▶ _Given problem_
Select and copy every line of the records below that contains the word "flooded".

==== Material provided ====

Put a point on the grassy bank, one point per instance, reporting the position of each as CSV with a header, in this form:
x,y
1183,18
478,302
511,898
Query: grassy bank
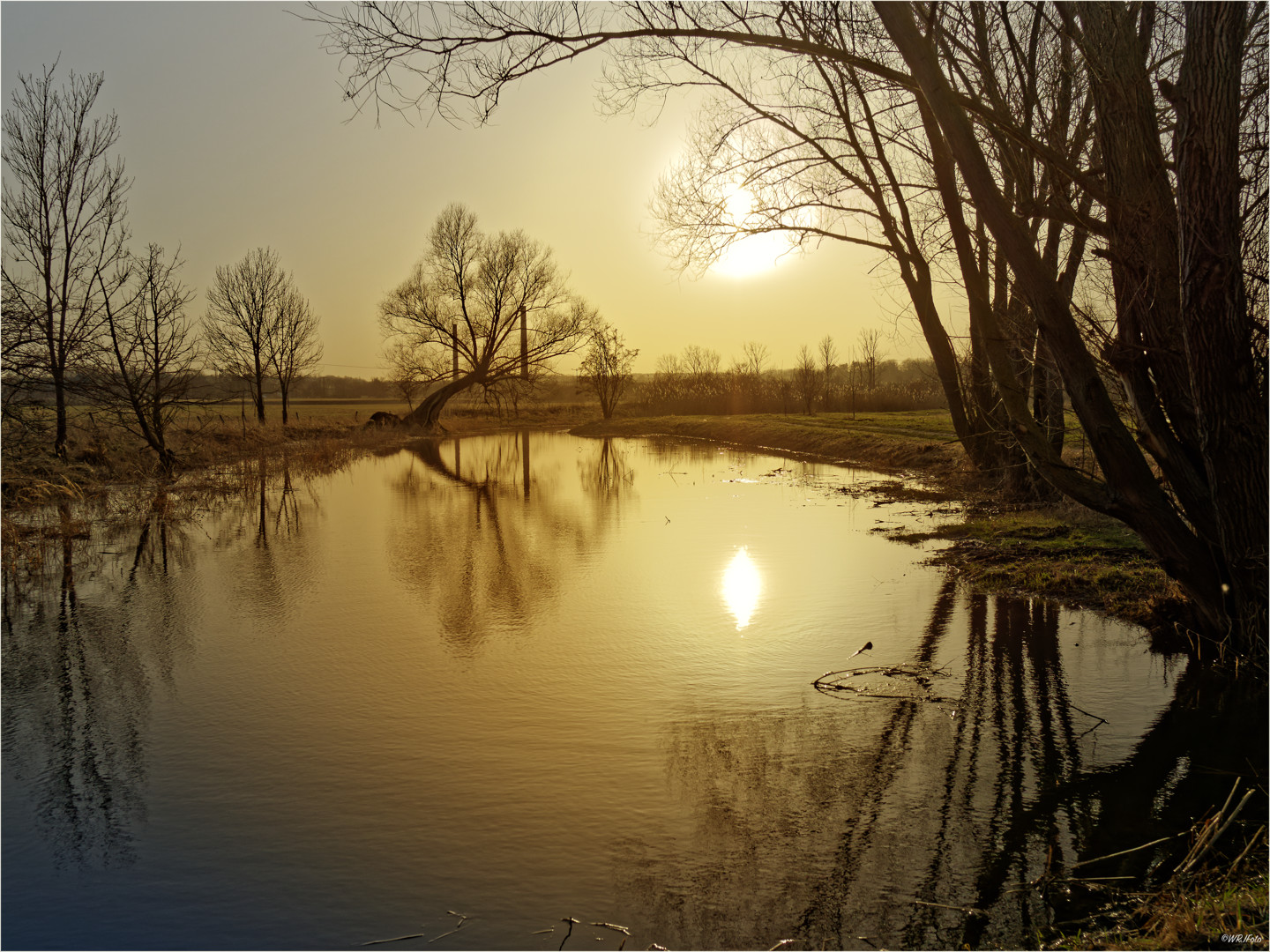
x,y
1059,551
917,441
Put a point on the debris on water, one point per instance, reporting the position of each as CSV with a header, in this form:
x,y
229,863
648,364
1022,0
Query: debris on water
x,y
900,682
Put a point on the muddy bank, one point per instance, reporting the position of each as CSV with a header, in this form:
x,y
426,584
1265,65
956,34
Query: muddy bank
x,y
1058,551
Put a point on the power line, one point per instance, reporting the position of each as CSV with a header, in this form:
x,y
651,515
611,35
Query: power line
x,y
352,366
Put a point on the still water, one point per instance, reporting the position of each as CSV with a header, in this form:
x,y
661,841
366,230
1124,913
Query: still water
x,y
481,687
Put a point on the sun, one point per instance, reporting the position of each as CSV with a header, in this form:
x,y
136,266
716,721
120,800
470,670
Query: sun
x,y
753,254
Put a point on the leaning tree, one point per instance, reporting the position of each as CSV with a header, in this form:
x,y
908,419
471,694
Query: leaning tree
x,y
479,311
1133,130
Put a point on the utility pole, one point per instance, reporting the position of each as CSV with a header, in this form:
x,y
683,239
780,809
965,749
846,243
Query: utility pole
x,y
525,346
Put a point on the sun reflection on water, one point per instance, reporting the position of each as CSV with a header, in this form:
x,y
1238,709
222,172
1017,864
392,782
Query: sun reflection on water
x,y
741,587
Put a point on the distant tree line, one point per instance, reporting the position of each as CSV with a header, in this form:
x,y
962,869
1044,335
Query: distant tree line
x,y
86,317
695,381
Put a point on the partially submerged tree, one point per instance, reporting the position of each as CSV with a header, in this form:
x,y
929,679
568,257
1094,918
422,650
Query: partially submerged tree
x,y
259,326
64,228
481,311
149,358
294,346
606,368
403,375
1029,144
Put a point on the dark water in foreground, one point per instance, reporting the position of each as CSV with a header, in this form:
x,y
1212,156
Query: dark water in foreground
x,y
525,678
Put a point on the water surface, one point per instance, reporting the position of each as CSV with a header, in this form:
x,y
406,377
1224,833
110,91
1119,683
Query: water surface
x,y
528,677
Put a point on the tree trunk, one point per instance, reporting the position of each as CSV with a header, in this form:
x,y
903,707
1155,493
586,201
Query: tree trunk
x,y
427,415
1132,492
1215,322
60,404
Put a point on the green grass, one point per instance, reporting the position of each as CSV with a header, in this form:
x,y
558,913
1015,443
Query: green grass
x,y
909,441
1065,554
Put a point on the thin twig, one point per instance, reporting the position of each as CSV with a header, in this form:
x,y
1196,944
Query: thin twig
x,y
615,928
968,911
1123,852
1102,720
397,938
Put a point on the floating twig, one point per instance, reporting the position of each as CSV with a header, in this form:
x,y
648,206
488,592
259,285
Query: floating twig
x,y
968,911
1123,852
615,928
571,920
395,938
461,920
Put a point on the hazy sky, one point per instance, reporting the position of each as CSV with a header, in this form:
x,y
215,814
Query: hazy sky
x,y
236,135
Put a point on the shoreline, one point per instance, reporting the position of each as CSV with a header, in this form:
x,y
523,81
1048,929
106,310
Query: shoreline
x,y
1057,550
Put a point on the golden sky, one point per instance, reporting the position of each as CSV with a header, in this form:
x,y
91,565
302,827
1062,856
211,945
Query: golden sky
x,y
236,135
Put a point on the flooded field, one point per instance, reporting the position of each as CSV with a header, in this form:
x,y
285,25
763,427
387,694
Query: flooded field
x,y
471,689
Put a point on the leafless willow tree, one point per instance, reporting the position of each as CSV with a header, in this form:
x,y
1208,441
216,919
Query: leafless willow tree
x,y
990,145
64,230
149,355
481,310
606,368
258,326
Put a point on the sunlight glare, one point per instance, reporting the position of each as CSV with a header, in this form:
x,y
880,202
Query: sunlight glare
x,y
753,254
741,587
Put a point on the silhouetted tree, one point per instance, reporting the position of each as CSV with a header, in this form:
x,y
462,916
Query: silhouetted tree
x,y
1038,127
64,230
828,354
149,361
870,352
606,368
458,319
292,343
807,378
242,316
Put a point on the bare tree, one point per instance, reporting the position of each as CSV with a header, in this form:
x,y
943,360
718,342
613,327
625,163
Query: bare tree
x,y
292,342
239,326
481,310
403,375
667,383
64,228
700,371
606,368
807,378
870,352
1032,143
149,360
828,354
1185,339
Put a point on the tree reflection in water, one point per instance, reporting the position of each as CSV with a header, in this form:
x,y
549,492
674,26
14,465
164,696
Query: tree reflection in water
x,y
915,816
83,658
490,557
80,663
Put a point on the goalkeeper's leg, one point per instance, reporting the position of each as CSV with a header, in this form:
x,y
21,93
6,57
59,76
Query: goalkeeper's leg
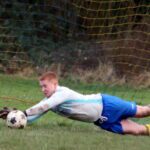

====

▶ _Task result_
Put a point on the flooded field, one point per instance, reporting the position of each as CSV with a header, in this form:
Query: flooded field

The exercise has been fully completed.